:: Bloco de texto ::
###
A prisão em flagrante de uma mulher de 34 anos, usuária de crack, em Araguaína, resultou em uma decisão judicial que, além de fundamentos jurídicos, aprofunda o tema sob o viés social.

A decisão, proferida em audiência de custódia, é do juiz Antônio Dantas de Oliveira Júnior. aAém de relaxar a prisão da mulher, o magistrado determinou, entre outras medidas, o seu encaminhamento para o CAPS (Centro de Atendimento Psicossocial Álcool e Drogas) “para acompanhamento da dependência química”.

O caso é o seguinte: No dia 4 de agosto, após denúncia anônima, M.N.C. foi presa por tráfico de drogas pela Guarda Municipal (GMA). Ela estava com apenas 2,8 gramas de crack e dinheiro em um posto de combustível na cidade.

Contudo, o magistrado deixou de homologar o auto de prisão em flagrante e, por conseguinte, relaxou a prisão da mulher com base nos artigos 5º, caput, inciso LXXVIII, da Constituição Federal e artigo 310, inciso I, do Código de Processo Penal, por entender que a prisão foi uma medida invasiva, maculando os direitos fundamentais da intimidade, privacidade e da liberdade (artigo 5º, caput, inciso X, e o parágrafo segundo, do artigo. 240 do CPP). 

Aspectos técnicos

Tecnicamente, a decisão que relaxou a prisão da mulher se baseou em jurisprudência do Superior Tribunal de Justiça (STJ), segunda a qual seria necessário mandado de busca e apreensão e não prisão com base em informações de testemunhas.
###
:: Tarefas ::
[a] Segundo o texto sobre a decisão judicial, que quantidade de crack a mulher levava consigo quando foi presa?
[b] Atualize o trecho do texto sobre a decisão judicial que começa nas palavras "Contudo, o magistrado" e termina depois de "informações de testemunhas.", trocando "magistrado" por "juiz".

Entradas de localização de objetos em imagens
###
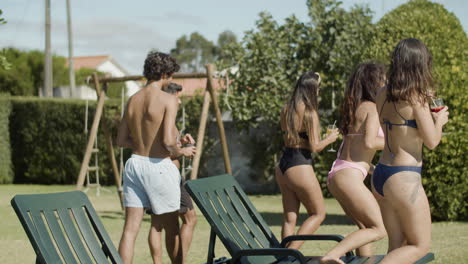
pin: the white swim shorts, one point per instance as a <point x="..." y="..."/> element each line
<point x="151" y="183"/>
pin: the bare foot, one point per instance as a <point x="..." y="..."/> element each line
<point x="330" y="260"/>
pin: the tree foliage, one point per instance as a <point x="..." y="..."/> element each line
<point x="445" y="175"/>
<point x="193" y="52"/>
<point x="26" y="75"/>
<point x="273" y="55"/>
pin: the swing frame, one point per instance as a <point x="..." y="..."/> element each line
<point x="209" y="95"/>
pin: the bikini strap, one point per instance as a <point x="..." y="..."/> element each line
<point x="394" y="107"/>
<point x="381" y="108"/>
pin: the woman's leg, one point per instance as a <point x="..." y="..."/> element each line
<point x="290" y="206"/>
<point x="405" y="194"/>
<point x="302" y="181"/>
<point x="359" y="203"/>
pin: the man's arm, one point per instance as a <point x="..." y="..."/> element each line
<point x="169" y="141"/>
<point x="124" y="138"/>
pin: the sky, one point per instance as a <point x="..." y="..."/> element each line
<point x="127" y="30"/>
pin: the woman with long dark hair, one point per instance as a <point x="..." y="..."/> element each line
<point x="295" y="174"/>
<point x="408" y="124"/>
<point x="362" y="136"/>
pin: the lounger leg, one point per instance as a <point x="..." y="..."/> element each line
<point x="211" y="247"/>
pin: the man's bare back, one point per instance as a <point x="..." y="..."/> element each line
<point x="145" y="119"/>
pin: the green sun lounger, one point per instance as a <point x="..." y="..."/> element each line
<point x="244" y="233"/>
<point x="64" y="228"/>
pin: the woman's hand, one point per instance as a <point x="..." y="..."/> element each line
<point x="441" y="117"/>
<point x="189" y="151"/>
<point x="187" y="139"/>
<point x="333" y="135"/>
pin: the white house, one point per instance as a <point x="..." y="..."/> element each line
<point x="104" y="64"/>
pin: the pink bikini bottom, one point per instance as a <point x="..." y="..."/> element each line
<point x="340" y="164"/>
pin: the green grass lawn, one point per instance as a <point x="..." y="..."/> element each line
<point x="449" y="241"/>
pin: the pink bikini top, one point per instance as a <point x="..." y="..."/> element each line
<point x="380" y="134"/>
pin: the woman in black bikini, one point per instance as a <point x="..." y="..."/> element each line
<point x="408" y="124"/>
<point x="295" y="174"/>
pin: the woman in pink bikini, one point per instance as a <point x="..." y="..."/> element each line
<point x="362" y="136"/>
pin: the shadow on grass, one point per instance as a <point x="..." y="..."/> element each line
<point x="276" y="219"/>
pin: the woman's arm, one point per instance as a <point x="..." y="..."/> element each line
<point x="317" y="145"/>
<point x="372" y="125"/>
<point x="430" y="126"/>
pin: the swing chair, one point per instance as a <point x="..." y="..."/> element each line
<point x="209" y="95"/>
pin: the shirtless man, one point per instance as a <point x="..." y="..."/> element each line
<point x="151" y="180"/>
<point x="186" y="212"/>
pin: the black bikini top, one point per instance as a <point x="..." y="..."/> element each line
<point x="389" y="125"/>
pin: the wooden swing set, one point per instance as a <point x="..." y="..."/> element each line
<point x="100" y="84"/>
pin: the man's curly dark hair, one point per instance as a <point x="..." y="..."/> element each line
<point x="158" y="64"/>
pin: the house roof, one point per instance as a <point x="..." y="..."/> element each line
<point x="93" y="62"/>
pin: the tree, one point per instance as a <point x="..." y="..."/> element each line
<point x="445" y="175"/>
<point x="26" y="74"/>
<point x="272" y="56"/>
<point x="225" y="40"/>
<point x="193" y="52"/>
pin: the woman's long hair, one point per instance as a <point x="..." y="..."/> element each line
<point x="305" y="92"/>
<point x="410" y="74"/>
<point x="362" y="86"/>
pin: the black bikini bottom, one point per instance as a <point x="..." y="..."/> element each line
<point x="294" y="157"/>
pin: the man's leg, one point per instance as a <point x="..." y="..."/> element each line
<point x="189" y="220"/>
<point x="154" y="240"/>
<point x="133" y="217"/>
<point x="170" y="223"/>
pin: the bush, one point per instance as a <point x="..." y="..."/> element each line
<point x="6" y="174"/>
<point x="271" y="58"/>
<point x="48" y="139"/>
<point x="445" y="176"/>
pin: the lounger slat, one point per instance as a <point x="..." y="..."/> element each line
<point x="246" y="232"/>
<point x="232" y="227"/>
<point x="44" y="234"/>
<point x="88" y="235"/>
<point x="73" y="235"/>
<point x="59" y="237"/>
<point x="222" y="228"/>
<point x="247" y="218"/>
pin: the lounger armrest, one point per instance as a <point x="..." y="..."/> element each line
<point x="336" y="238"/>
<point x="269" y="252"/>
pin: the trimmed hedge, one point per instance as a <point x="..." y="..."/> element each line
<point x="6" y="173"/>
<point x="445" y="174"/>
<point x="48" y="139"/>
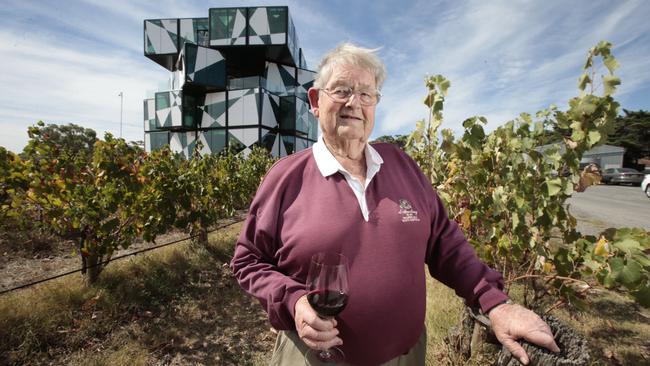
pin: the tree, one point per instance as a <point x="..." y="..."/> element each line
<point x="65" y="140"/>
<point x="87" y="199"/>
<point x="632" y="131"/>
<point x="504" y="194"/>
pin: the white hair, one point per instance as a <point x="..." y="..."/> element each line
<point x="348" y="54"/>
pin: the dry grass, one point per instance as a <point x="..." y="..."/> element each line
<point x="180" y="305"/>
<point x="176" y="305"/>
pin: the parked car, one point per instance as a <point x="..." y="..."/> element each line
<point x="622" y="176"/>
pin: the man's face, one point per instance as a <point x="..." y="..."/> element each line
<point x="350" y="120"/>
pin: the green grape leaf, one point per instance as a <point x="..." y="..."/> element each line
<point x="610" y="83"/>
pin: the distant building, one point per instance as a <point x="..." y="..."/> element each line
<point x="238" y="78"/>
<point x="606" y="156"/>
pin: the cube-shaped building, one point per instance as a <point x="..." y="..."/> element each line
<point x="237" y="78"/>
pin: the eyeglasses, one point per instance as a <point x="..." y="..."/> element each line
<point x="343" y="94"/>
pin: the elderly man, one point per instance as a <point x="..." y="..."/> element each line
<point x="372" y="204"/>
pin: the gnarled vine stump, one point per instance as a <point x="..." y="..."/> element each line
<point x="573" y="349"/>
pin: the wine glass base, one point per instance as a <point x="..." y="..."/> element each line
<point x="330" y="357"/>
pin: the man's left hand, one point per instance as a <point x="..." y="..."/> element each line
<point x="511" y="322"/>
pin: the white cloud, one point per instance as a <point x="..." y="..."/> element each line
<point x="67" y="61"/>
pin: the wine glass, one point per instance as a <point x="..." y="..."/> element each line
<point x="327" y="293"/>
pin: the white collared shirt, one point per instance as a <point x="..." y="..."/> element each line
<point x="328" y="165"/>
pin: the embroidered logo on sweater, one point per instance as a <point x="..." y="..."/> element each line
<point x="407" y="211"/>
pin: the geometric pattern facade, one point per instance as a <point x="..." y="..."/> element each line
<point x="267" y="25"/>
<point x="204" y="66"/>
<point x="259" y="98"/>
<point x="228" y="26"/>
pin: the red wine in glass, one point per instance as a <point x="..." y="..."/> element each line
<point x="327" y="286"/>
<point x="327" y="303"/>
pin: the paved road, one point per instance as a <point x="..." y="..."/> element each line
<point x="603" y="206"/>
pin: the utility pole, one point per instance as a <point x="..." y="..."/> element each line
<point x="121" y="95"/>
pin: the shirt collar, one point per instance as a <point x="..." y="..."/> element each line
<point x="328" y="165"/>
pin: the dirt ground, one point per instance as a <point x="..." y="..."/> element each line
<point x="23" y="261"/>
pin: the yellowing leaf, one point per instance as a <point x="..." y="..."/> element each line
<point x="602" y="247"/>
<point x="548" y="267"/>
<point x="465" y="219"/>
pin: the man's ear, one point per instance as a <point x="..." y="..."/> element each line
<point x="312" y="93"/>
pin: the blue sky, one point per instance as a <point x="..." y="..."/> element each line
<point x="67" y="61"/>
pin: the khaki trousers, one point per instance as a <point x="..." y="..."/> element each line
<point x="290" y="350"/>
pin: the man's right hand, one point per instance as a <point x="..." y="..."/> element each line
<point x="317" y="333"/>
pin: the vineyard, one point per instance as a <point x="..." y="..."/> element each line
<point x="104" y="195"/>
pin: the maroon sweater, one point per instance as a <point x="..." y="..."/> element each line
<point x="298" y="212"/>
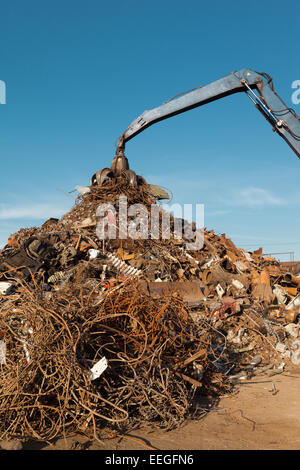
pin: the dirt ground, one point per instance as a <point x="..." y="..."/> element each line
<point x="262" y="416"/>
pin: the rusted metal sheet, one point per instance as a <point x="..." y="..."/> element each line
<point x="190" y="291"/>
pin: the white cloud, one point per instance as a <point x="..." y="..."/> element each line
<point x="256" y="197"/>
<point x="31" y="211"/>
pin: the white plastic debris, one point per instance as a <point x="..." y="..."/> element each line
<point x="211" y="261"/>
<point x="240" y="266"/>
<point x="247" y="256"/>
<point x="237" y="284"/>
<point x="295" y="355"/>
<point x="2" y="353"/>
<point x="280" y="347"/>
<point x="82" y="189"/>
<point x="98" y="368"/>
<point x="220" y="290"/>
<point x="294" y="303"/>
<point x="5" y="288"/>
<point x="93" y="254"/>
<point x="292" y="330"/>
<point x="280" y="294"/>
<point x="123" y="267"/>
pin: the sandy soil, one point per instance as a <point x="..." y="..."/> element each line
<point x="262" y="416"/>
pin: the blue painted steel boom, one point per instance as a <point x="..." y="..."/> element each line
<point x="259" y="88"/>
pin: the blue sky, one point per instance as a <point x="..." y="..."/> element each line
<point x="77" y="73"/>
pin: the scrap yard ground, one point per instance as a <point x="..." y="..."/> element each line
<point x="258" y="417"/>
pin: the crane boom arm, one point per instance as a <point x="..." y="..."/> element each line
<point x="259" y="88"/>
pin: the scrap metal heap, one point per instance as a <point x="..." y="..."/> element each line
<point x="120" y="333"/>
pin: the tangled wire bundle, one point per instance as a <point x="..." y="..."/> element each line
<point x="46" y="388"/>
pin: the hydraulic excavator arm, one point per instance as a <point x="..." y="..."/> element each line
<point x="258" y="87"/>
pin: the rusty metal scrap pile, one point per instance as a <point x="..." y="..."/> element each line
<point x="123" y="333"/>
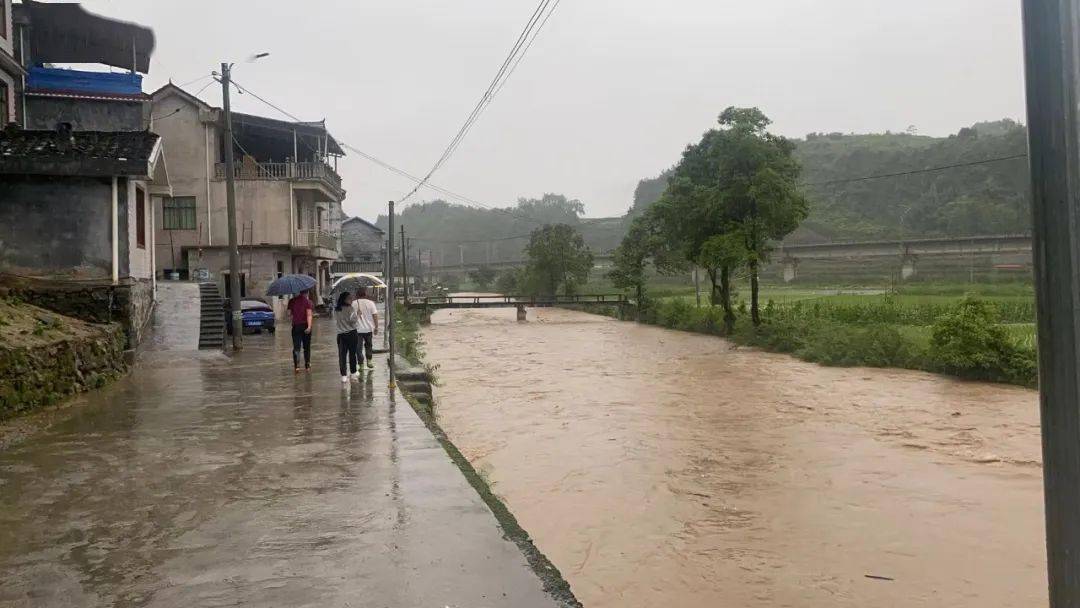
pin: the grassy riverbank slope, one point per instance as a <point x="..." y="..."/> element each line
<point x="984" y="333"/>
<point x="45" y="356"/>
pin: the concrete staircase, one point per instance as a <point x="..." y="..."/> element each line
<point x="212" y="318"/>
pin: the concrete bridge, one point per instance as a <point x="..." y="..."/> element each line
<point x="598" y="260"/>
<point x="1012" y="247"/>
<point x="521" y="302"/>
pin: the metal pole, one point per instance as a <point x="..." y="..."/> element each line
<point x="230" y="201"/>
<point x="697" y="285"/>
<point x="390" y="293"/>
<point x="404" y="247"/>
<point x="1051" y="62"/>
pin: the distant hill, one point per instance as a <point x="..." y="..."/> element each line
<point x="968" y="200"/>
<point x="980" y="199"/>
<point x="453" y="232"/>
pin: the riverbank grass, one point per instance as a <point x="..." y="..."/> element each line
<point x="984" y="338"/>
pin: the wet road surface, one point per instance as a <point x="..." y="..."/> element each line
<point x="658" y="468"/>
<point x="204" y="481"/>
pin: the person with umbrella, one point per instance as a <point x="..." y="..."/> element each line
<point x="301" y="312"/>
<point x="367" y="322"/>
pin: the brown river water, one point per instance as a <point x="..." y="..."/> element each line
<point x="658" y="468"/>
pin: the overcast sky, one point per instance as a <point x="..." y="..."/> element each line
<point x="611" y="91"/>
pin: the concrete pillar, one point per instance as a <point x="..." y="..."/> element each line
<point x="907" y="268"/>
<point x="791" y="269"/>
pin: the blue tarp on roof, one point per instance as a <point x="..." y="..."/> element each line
<point x="78" y="81"/>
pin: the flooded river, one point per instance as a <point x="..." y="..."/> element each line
<point x="658" y="468"/>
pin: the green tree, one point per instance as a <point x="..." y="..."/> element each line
<point x="643" y="242"/>
<point x="483" y="277"/>
<point x="721" y="255"/>
<point x="558" y="257"/>
<point x="756" y="181"/>
<point x="508" y="282"/>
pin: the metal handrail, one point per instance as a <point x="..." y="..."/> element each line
<point x="281" y="171"/>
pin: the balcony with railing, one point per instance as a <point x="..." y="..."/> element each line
<point x="321" y="242"/>
<point x="294" y="172"/>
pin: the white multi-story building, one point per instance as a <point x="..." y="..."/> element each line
<point x="288" y="196"/>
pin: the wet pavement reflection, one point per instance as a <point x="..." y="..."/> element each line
<point x="203" y="480"/>
<point x="658" y="468"/>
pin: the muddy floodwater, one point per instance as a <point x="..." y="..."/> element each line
<point x="658" y="468"/>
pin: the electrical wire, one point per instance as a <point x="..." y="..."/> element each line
<point x="916" y="172"/>
<point x="190" y="82"/>
<point x="204" y="86"/>
<point x="485" y="98"/>
<point x="527" y="46"/>
<point x="393" y="169"/>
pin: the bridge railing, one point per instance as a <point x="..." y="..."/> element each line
<point x="525" y="300"/>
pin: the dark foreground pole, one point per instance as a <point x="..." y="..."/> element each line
<point x="1051" y="64"/>
<point x="390" y="293"/>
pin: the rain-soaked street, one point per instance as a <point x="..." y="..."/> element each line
<point x="207" y="481"/>
<point x="658" y="468"/>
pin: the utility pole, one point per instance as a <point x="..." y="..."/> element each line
<point x="230" y="201"/>
<point x="404" y="247"/>
<point x="390" y="293"/>
<point x="1053" y="119"/>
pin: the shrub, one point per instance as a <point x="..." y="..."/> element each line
<point x="968" y="341"/>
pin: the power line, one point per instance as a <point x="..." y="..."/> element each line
<point x="401" y="172"/>
<point x="486" y="97"/>
<point x="916" y="172"/>
<point x="204" y="86"/>
<point x="527" y="46"/>
<point x="190" y="82"/>
<point x="253" y="94"/>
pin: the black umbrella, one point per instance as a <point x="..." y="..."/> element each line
<point x="291" y="284"/>
<point x="352" y="283"/>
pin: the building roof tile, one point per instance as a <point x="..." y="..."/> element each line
<point x="79" y="152"/>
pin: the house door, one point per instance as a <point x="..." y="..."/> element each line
<point x="228" y="285"/>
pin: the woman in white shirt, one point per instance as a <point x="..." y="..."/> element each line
<point x="367" y="323"/>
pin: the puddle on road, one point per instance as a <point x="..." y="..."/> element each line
<point x="663" y="468"/>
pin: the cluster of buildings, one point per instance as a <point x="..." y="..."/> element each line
<point x="106" y="189"/>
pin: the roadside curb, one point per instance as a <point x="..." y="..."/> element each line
<point x="416" y="384"/>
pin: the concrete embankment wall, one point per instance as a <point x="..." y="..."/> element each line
<point x="415" y="381"/>
<point x="45" y="356"/>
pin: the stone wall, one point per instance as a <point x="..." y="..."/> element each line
<point x="70" y="357"/>
<point x="56" y="226"/>
<point x="129" y="304"/>
<point x="360" y="242"/>
<point x="44" y="112"/>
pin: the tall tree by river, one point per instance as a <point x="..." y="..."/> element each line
<point x="558" y="257"/>
<point x="730" y="196"/>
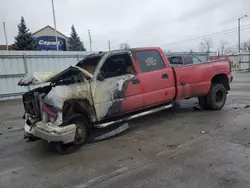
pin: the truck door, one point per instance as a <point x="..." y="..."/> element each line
<point x="118" y="91"/>
<point x="192" y="79"/>
<point x="156" y="77"/>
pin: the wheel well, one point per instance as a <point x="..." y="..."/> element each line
<point x="222" y="79"/>
<point x="76" y="109"/>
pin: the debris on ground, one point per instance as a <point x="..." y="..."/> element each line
<point x="112" y="133"/>
<point x="172" y="146"/>
<point x="247" y="106"/>
<point x="197" y="107"/>
<point x="203" y="132"/>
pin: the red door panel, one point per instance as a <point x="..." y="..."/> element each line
<point x="155" y="88"/>
<point x="193" y="80"/>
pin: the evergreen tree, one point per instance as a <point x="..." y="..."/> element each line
<point x="75" y="43"/>
<point x="24" y="39"/>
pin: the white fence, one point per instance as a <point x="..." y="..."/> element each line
<point x="15" y="64"/>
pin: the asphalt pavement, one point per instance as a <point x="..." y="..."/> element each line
<point x="182" y="147"/>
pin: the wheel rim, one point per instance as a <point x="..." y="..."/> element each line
<point x="219" y="96"/>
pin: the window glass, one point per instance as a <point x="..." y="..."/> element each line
<point x="176" y="60"/>
<point x="117" y="65"/>
<point x="196" y="60"/>
<point x="149" y="60"/>
<point x="188" y="60"/>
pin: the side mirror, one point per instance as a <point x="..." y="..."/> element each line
<point x="100" y="77"/>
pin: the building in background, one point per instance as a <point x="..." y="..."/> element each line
<point x="3" y="47"/>
<point x="46" y="40"/>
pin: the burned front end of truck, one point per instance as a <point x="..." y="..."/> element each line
<point x="50" y="110"/>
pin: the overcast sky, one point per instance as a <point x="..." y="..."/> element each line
<point x="137" y="22"/>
###
:: Respostas ::
[a] Ela levava apenas 2,8 gramas de crack.

[b]
Contudo, o juiz deixou de homologar o auto de prisão em flagrante e, por conseguinte, relaxou a prisão da mulher com base nos artigos 5º, caput, inciso LXXVIII, da Constituição Federal e artigo 310, inciso I, do Código de Processo Penal, por entender que a prisão foi uma medida invasiva, maculando os direitos fundamentais da intimidade, privacidade e da liberdade (artigo 5º, caput, inciso X, e o parágrafo segundo, do artigo. 240 do CPP). 

Aspectos técnicos

Tecnicamente, a decisão que relaxou a prisão da mulher se baseou em jurisprudência do Superior Tribunal de Justiça (STJ), segunda a qual seria necessário mandado de busca e apreensão e não prisão com base em informações de testemunhas.